DIRECTIONS -
(A) Please write out the part of the meteorite article that begins at the words "Once stored in" and stops after "be among them.".
(B) Render this sentence from the meteorite article in Spanish: "Once stored in the institute's nuclear bomb shelter, the meteorites are now in a new room in the meteorite laboratory."

EXCERPT TO READ -
★ ★ ★

[meteorite-list] Russian Scientist Sifts Through Meteorites and Bricks

From: Ron Baalke <baalke_at_meteoritecentral.com>
Date: Wed, 13 Jun 2007 14:46:32 -0700 (PDT)
Message-ID: <200706132146.OAA26680_at_zagami.jpl.nasa.gov>

http://www.themoscowtimes.com/stories/2007/06/14/002.html

Scientist Sifts Through Meteorites and Bricks
By Kevin O'Flynn
The Moscow Times
June 14, 2007

"A gigantic dragon fell down from the sky, terrifying all the people. In
that moment the Earth shook and many people heard the noise."

With these words, an extraterrestrial object made its dramatic entry
into Russian history. The account appeared in the "Lavrenty Chronicle"
of 1091, describing a hunting trip by Prince Vsevolod near Kiev where he
witnessed the apparent fall of a meteorite.

Close to 1,000 years later, samples of what may be that meteorite can be
found in the Russian Academy of Sciences' meteorite collection, one of
the world's oldest collections of meteorites.

Once stored in the institute's nuclear bomb shelter, the meteorites are
now in a new room in the meteorite laboratory. Mikhail Nazarov, a jolly
grandfather of 58 and head of the laboratory, walked between two rows of
rocks on a recent afternoon, explaining where and when they crash-landed
in Russia.

Every year, the meteorite laboratory, housed in the Vernadsky Institute
of Geochemistry on Ulitsa Kosygina, receives hundreds of possible
meteorite samples found by ordinary people around the country. If they
are lucky, one real meteorite will be among them.

★ ★ ★

INFORMATION PROVIDED -
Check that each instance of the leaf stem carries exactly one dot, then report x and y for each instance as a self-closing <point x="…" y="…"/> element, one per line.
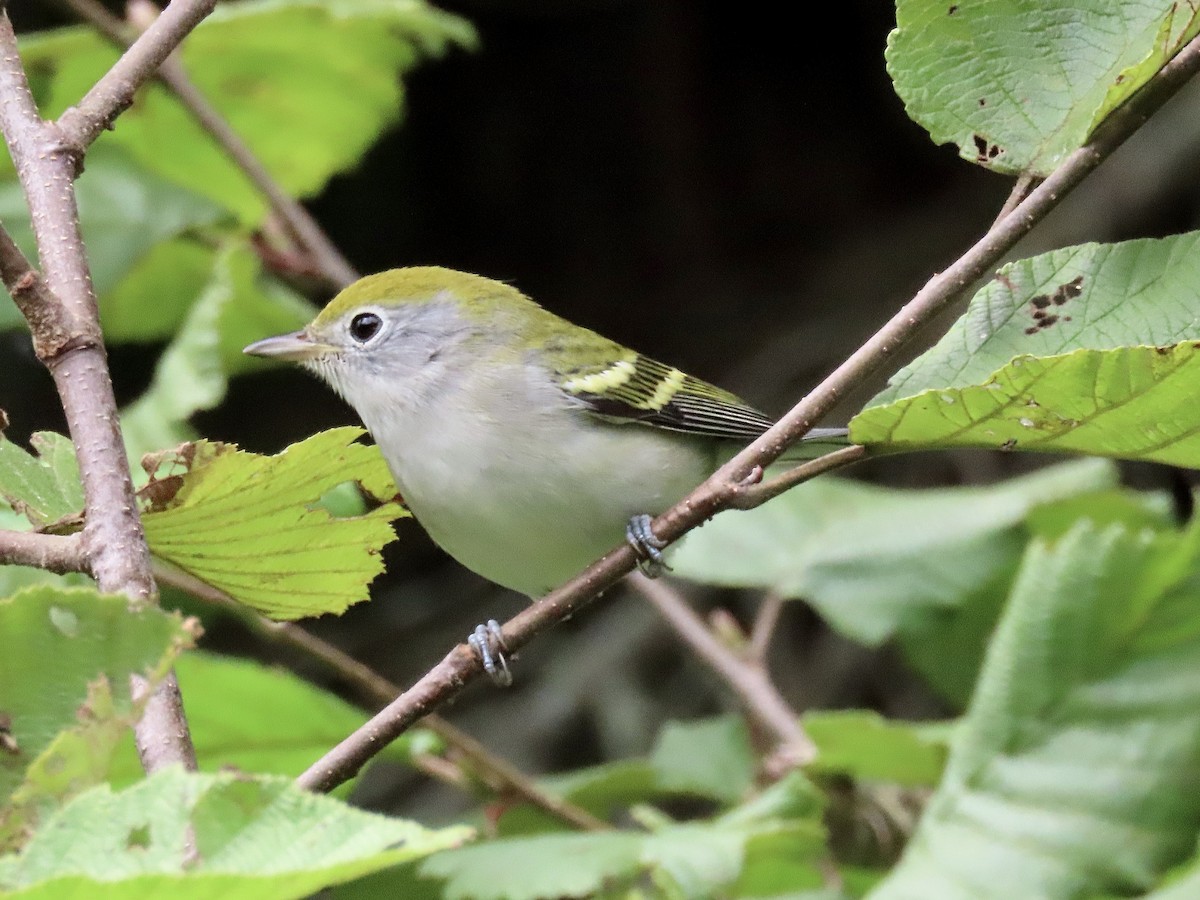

★ ★ ★

RESPONSE LIST -
(A)
Once stored in the institute's nuclear bomb shelter, the meteorites are
now in a new room in the meteorite laboratory. Mikhail Nazarov, a jolly
grandfather of 58 and head of the laboratory, walked between two rows of
rocks on a recent afternoon, explaining where and when they crash-landed
in Russia.

Every year, the meteorite laboratory, housed in the Vernadsky Institute
of Geochemistry on Ulitsa Kosygina, receives hundreds of possible
meteorite samples found by ordinary people around the country. If they
are lucky, one real meteorite will be among them.

(B) Antes guardados en el refugio antinuclear del instituto, los meteoritos se encuentran ahora en una nueva sala del laboratorio de meteoritos.